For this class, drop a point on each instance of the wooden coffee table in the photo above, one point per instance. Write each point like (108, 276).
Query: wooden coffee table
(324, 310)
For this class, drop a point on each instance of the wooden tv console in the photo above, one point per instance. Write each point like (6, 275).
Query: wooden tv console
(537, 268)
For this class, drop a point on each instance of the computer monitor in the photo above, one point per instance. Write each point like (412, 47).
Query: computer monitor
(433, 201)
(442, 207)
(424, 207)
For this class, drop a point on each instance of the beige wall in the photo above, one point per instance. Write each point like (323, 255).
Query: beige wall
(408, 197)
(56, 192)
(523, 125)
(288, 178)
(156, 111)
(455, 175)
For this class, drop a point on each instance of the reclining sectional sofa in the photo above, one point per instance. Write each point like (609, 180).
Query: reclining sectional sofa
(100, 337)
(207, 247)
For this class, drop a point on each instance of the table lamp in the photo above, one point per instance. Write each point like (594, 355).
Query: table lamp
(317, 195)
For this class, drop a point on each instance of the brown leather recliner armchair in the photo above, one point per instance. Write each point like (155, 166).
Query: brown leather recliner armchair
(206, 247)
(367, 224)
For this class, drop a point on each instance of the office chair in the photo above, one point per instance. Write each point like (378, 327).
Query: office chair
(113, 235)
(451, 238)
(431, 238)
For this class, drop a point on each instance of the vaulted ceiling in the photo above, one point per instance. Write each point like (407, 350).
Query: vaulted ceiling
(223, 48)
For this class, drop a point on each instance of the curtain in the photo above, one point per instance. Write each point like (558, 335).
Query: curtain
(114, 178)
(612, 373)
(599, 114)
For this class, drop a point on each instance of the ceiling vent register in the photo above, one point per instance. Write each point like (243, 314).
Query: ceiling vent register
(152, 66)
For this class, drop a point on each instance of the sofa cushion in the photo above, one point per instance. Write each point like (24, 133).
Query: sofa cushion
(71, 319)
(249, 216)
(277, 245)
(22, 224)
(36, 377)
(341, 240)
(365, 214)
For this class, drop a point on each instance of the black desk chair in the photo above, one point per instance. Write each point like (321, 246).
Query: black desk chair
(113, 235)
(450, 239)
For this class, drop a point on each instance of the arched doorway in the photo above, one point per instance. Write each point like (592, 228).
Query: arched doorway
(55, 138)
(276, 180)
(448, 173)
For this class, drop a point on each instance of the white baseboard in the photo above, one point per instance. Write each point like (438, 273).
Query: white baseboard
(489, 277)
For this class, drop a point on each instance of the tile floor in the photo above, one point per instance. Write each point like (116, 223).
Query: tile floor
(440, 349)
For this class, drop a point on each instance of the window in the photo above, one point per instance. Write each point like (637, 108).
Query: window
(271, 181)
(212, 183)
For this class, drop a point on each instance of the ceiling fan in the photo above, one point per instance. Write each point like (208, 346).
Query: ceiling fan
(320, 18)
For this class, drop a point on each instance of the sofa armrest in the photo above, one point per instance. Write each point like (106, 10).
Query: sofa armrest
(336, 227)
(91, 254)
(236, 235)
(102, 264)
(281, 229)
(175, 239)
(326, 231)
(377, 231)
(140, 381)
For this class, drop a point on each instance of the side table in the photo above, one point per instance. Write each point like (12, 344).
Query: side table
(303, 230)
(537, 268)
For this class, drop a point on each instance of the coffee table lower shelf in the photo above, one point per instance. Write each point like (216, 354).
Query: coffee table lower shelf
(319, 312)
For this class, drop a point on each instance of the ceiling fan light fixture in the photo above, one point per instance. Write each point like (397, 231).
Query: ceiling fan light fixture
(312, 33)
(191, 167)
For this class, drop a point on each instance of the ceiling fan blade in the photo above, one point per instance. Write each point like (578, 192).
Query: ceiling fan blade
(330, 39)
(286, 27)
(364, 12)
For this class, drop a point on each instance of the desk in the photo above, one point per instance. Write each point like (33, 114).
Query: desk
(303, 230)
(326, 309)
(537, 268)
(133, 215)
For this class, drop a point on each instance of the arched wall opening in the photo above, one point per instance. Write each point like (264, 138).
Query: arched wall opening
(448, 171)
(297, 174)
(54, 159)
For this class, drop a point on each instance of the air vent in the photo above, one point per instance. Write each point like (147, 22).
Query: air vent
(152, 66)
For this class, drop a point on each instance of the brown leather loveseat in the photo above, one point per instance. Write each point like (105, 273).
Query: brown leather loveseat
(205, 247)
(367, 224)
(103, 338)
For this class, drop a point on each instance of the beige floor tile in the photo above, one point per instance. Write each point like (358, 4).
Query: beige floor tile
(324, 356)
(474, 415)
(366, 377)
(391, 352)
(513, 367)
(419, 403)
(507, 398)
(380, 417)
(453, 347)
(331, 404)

**Brief**
Rewrite the lines above from the one containing "like (216, 354)." through the last line, raising both coordinates of every answer point by 129. Leave all other text, sample points included, unchanged.

**Solution to this problem**
For this class, drop a point on each instance of the coffee table lower shelf in the photo above, one point per instance. Write each point like (216, 354).
Query: coffee table lower shelf
(448, 441)
For this class, drop a point on each instance of the ceiling fan light fixture in the photo above, one point per instance. Write each point like (397, 231).
Query: ceiling fan light fixture
(441, 162)
(320, 296)
For this class, drop a point on each instance of the ceiling fan blade in the photo above, one point per instance. Write each point like (578, 192).
Query: ceiling fan blade
(459, 168)
(415, 156)
(493, 141)
For this class, drop a point on each instance of the desk in the photo above, one point per instance. Write each point like (33, 114).
Query: desk
(432, 359)
(455, 438)
(666, 397)
(262, 344)
For this class, drop a point on each instance of the arched wall opening in the photo above, one point per instance. Write each point like (264, 138).
Query: arched wall opening
(577, 300)
(426, 303)
(183, 288)
For this class, drop a point on each instance of the air vent in the photo above, one point per instance. Write each point like (147, 22).
Query: air vent
(281, 195)
For this class, drop a point on each instance of the brown leather loveseat in the photo above, one point per instance. Write each point like (105, 273).
Query: brown leather loveseat
(334, 376)
(496, 353)
(232, 467)
For this class, drop a point on each instance of the beige floor tile in the photo above, one point per instance. Write each point like (358, 4).
Query: beige floor tile
(453, 485)
(603, 544)
(495, 506)
(520, 481)
(642, 496)
(548, 532)
(636, 527)
(509, 546)
(582, 476)
(460, 533)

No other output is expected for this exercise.